→ WHAT IS NEEDED
Copy out the data below word for word, starting at the line that contains "Phrase -- red cross on ambulance" and continuing through the final line of the data.

→ RECORDS FOR THIS EXERCISE
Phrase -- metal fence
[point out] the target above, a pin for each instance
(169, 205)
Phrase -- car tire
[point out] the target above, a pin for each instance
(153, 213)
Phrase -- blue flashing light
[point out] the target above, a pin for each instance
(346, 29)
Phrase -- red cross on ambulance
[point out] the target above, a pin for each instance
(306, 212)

→ CORRECT RESPONSE
Phrase -- red cross on ambulance
[point out] the target above, a pin for each instance
(306, 212)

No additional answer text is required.